• **Lista de tarefas**:
a – Responda, com base na resenha, às perguntas abaixo:
(i) De quantos capítulos é composto o livro?
(ii) Qual máxima do senso comum expressa o tempo quantitativo?
(iii) Em que cidade e em que ano o livro foi publicado?
b – Copie as linhas da listagem, começando em sua primeira linha e parando após a linha que contém "Outlines of the hillside", incluindo ambas as extremidades.

• **Texto selecionado**:
◇ ◇ ◇ ◇ ◇ ◇ ◇

RESENHAS
José Machado Pais. Lufa-lufa quotidiana: ensaios sobre cidade, cultura e vida urbana. Lisboa, Imprensa de Ciências Sociais, 2010. 227 páginas.
Em Lufa-lufa quotidiana, o sociólogo português José Machado Pais coleta pequenos fragmentos da vida cotidiana, como pacotes de açúcar, adesivos de carro, anúncios publicitários, trechos de cartas de leitores de revistas, e, dirigindo a eles um olhar investigativo, leva o leitor a perceber o que está por trás daquilo que se exibe ao olhar. Trata-se de ampliar a visão do leitor, no sentido de ver a cidade contemporânea por meio de uma espécie de "quiromancia sociológica", que propõe conhecer a cidade como a palma da mão, incluindo a revelação de seu passado oculto embrulhado no porvir que se revela pelo presente.
O livro é composto de seis capítulos interligados, embora com alguma independência. Um dos objetivos é "questionar a relação conflituosa que temos com o tempo na chamada lufa-lufa quotidiana" (p. 11). "Lufa-lufa", hoje em desuso, é uma expressão onomatopeica representando a interjeição de afobamento, os "ufas" da vida, a pressa que caracteriza o cotidiano na modernidade. Além do sentido temporal, o autor considera a discussão espacial preponderante. Diante da multiplicidade da vida citadina, o tempo, em sua dimensão contrastante, permite ver melhor a realidade cotidiana. Embora existam muitas formas, inclusive simultâneas de perceber o tempo, há uma noção dominante em cada sociedade. O tempo sagrado dá lugar ao tempo quantitativo transformado em mercadoria, expressado pelo senso comum na máxima: "Tempo é dinheiro". O tempo apressado tem uma dimensão espacial, na medida em que os espaços passam a ser planejados e vivenciados para maior economia de tempo, o que faz da cidade a representante maior desse corre-corre.

◇ ◇ ◇ ◇ ◇ ◇ ◇

• **Listagem disponível**:
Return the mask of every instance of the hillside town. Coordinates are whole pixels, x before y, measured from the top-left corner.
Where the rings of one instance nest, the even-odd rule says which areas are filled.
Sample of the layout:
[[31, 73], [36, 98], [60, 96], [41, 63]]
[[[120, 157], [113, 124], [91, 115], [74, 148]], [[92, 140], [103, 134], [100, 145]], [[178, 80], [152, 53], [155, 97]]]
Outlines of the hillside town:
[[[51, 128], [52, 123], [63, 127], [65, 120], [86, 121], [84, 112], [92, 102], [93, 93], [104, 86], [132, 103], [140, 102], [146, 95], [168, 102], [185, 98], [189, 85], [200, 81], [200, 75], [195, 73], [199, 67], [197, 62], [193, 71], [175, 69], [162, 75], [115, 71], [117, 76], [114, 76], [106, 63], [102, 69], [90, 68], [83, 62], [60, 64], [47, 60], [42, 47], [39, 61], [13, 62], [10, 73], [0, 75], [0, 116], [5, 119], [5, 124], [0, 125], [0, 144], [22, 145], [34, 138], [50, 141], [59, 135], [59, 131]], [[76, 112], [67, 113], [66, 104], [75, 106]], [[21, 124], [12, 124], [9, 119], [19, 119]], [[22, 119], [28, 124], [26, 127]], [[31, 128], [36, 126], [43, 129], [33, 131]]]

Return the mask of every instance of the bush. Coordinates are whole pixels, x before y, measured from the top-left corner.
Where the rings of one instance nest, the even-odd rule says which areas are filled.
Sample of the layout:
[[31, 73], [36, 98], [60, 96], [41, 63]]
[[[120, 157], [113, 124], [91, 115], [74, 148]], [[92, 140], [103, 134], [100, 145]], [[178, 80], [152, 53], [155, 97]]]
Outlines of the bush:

◇ ◇ ◇ ◇ ◇ ◇ ◇

• **Respostas a seguir**:
a –
(i) Seis capítulos.
(ii) "Tempo é dinheiro".
(iii) Em Lisboa, em 2010.

b –
Return the mask of every instance of the hillside town. Coordinates are whole pixels, x before y, measured from the top-left corner.
Where the rings of one instance nest, the even-odd rule says which areas are filled.
Sample of the layout:
[[31, 73], [36, 98], [60, 96], [41, 63]]
[[[120, 157], [113, 124], [91, 115], [74, 148]], [[92, 140], [103, 134], [100, 145]], [[178, 80], [152, 53], [155, 97]]]
Outlines of the hillside town:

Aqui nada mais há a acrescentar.